### Passage to read
Show Projected Start time on Interactive Sessions page

When submitting jobs through OOD, many of our users are confused about what to do when they observe a job in the “Queued” state for a long time.

It would be helpful to have the Projected Start Time (from squeue –start output) shown in the card for the job.

This could take the same spot where “Time Remaining” is for running jobs.

How would you deal with the edge cases, like start is dependent on something? Many of the jobs “just queued” are waiting on a resource and have N/A in the START_TIME column; e.g.

          14439049  standard st_archi     <username> PD                 N/A      1 (null)               (DependencyNeverSatisfied)

Would you have OOD display the “DependencyNeverSatisified” string as the Projected Start Time?

We’re also interested in this. It’s on my TODO list to try to implement something locally, but currently have no idea when I’ll have time to try. I feel like I’ve seen other recent discussions about this.

Ric, we’re especially concerned with edge cases. While we’ve tried to prevent it with checks on the forms, users submitting a job that can never start and no way of seeing that from the interactive sessions page is a frequent issue for us.

I think it’s implementation + docs issue. Basically, show users whatever slurm says and then a link to docs explaining what that means. How many jobs have a predicted start time is also highly dependent on local Slurm confs. I think I would add “eligible” times in as well.

1 Like

see also: Custom notices on session card while a job is starting

Here’s a start. Tighter integration into the cards would be more work, but this lets you show some extra info to users without any significant changes. This would be a in a custom info.md.erb on a per app basis.

<%-
require 'open3'

class CheckJob

  @cache = ActiveSupport::Cache::FileStore.new("/users/#{User.new.name}/.cache/OpenOnDemand/", :expires_in => 60.seconds)

  def self.CheckJob(job_id)
    begin
      # get job info from squeue
      script = "/hpc/sys/apps/slurm/current/bin/squeue -j " + job_id + " -ho '%T,%S'"
      o, status = Open3.capture2e(script)
      tmp_output = o.split("\n")
      output = tmp_output[0].split(',')
      return output
    end
  end

  def self.GetJobState(job_id)
    begin
      @GetJobState = @cache.fetch("#{User.new.name}/queues/" + job_id, race_condition_ttl: 30.seconds) do
        self.CheckJob(job_id)
      end
      return @GetJobState
    end
  end
end

def valid_time_string?(time_string)
  begin
    Time.parse(time_string)

Items stored from a collection
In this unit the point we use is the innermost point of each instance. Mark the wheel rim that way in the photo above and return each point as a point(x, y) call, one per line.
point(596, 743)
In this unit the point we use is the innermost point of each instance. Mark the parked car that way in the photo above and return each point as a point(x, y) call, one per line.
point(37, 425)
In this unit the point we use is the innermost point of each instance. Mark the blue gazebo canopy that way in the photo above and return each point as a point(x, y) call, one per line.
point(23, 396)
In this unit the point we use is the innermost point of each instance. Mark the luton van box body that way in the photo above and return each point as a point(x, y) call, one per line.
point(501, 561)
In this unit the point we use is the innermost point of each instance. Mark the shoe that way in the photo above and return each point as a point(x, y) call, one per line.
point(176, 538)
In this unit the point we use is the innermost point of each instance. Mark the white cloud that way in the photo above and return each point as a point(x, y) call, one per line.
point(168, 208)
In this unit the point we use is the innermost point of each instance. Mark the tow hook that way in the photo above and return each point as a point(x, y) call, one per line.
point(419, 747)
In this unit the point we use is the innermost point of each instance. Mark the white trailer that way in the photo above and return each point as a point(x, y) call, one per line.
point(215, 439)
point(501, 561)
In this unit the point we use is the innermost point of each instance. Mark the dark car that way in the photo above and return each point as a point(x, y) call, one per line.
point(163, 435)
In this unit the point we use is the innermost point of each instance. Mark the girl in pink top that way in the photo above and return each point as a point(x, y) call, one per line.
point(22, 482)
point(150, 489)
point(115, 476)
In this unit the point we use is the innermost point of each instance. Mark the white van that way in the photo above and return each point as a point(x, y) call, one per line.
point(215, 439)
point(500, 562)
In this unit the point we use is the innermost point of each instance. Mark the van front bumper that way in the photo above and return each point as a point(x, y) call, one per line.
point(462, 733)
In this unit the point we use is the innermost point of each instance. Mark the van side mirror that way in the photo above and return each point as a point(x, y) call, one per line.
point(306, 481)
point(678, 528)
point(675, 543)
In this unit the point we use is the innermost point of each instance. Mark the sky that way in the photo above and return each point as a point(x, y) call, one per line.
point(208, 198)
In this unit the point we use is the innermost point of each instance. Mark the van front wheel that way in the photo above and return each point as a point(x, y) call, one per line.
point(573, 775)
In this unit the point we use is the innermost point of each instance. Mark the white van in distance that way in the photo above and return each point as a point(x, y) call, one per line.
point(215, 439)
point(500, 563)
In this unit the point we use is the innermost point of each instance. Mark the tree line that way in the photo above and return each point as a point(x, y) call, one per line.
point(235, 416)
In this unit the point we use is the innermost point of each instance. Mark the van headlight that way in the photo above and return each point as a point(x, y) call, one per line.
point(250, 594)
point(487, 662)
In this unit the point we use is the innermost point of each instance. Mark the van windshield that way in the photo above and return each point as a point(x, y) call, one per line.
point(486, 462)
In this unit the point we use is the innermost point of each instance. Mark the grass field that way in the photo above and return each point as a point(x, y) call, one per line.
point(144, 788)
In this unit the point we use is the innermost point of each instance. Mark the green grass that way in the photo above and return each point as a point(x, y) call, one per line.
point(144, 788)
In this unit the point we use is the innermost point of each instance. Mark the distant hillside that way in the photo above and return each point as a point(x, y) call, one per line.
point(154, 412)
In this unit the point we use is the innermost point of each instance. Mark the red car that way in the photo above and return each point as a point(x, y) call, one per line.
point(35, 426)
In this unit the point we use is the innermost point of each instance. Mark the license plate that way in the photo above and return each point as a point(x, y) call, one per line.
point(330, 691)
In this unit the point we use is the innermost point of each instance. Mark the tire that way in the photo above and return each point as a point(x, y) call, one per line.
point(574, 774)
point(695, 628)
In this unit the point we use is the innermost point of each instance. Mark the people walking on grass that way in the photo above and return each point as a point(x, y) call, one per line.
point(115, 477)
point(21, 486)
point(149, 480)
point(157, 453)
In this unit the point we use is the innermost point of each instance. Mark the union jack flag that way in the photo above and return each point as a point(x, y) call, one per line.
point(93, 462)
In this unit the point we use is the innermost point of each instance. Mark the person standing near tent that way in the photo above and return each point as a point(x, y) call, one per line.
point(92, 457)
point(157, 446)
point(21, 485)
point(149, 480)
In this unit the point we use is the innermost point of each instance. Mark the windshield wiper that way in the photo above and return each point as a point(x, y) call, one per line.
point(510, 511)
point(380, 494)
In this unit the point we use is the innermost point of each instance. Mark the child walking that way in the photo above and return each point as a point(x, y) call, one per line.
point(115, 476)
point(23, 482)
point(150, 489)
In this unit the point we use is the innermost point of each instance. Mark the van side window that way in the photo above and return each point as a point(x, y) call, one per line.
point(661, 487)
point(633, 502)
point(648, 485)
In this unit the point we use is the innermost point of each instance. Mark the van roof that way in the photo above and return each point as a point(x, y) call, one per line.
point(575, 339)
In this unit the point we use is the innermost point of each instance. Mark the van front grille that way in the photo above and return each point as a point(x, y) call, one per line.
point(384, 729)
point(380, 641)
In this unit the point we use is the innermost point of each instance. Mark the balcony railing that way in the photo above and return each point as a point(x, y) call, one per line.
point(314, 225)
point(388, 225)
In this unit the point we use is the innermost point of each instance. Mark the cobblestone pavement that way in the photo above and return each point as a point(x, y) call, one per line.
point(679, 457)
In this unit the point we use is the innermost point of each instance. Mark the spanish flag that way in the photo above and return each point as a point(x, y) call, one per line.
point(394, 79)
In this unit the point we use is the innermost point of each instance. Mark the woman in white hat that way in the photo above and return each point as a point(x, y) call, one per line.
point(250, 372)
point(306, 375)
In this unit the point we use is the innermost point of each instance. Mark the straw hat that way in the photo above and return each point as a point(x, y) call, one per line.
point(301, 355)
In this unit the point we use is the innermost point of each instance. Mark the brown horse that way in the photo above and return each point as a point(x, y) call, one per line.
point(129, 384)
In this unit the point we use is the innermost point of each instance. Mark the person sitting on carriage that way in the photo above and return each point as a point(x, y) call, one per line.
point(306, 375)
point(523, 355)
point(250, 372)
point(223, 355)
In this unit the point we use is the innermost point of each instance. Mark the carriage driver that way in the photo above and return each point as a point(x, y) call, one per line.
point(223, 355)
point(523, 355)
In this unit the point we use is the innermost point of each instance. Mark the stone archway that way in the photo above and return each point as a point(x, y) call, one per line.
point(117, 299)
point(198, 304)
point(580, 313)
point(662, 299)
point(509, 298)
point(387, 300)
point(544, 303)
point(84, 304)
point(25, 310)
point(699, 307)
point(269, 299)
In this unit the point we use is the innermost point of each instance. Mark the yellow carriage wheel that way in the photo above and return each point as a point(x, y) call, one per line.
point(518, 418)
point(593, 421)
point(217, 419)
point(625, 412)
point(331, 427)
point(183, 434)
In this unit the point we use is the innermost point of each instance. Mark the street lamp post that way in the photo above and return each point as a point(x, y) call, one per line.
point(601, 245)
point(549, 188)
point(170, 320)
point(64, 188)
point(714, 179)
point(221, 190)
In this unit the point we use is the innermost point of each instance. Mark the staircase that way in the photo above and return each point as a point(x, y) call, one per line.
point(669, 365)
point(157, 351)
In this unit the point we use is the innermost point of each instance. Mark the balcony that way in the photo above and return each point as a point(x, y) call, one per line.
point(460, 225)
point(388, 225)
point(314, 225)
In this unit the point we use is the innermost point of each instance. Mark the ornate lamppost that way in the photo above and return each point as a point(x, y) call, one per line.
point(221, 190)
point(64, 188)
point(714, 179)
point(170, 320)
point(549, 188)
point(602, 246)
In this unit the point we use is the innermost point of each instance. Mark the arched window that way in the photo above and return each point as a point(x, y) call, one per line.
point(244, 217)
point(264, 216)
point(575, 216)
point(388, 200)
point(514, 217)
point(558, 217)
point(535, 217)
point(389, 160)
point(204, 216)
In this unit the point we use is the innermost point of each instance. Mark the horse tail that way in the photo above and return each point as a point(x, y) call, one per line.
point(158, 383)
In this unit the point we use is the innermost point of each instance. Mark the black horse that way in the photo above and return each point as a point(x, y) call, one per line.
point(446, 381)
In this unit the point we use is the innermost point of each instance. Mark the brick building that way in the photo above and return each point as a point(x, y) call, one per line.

### Exercise aim
Rewrite the thread on projected start times from "When submitting jobs" to "Projected Start Time?", putting "tile" in place of "card". These records come from a separate source.

### Output of the exercise
When submitting jobs through OOD, many of our users are confused about what to do when they observe a job in the “Queued” state for a long time.

It would be helpful to have the Projected Start Time (from squeue –start output) shown in the tile for the job.

This could take the same spot where “Time Remaining” is for running jobs.

How would you deal with the edge cases, like start is dependent on something? Many of the jobs “just queued” are waiting on a resource and have N/A in the START_TIME column; e.g.

          14439049  standard st_archi     <username> PD                 N/A      1 (null)               (DependencyNeverSatisfied)

Would you have OOD display the “DependencyNeverSatisified” string as the Projected Start Time?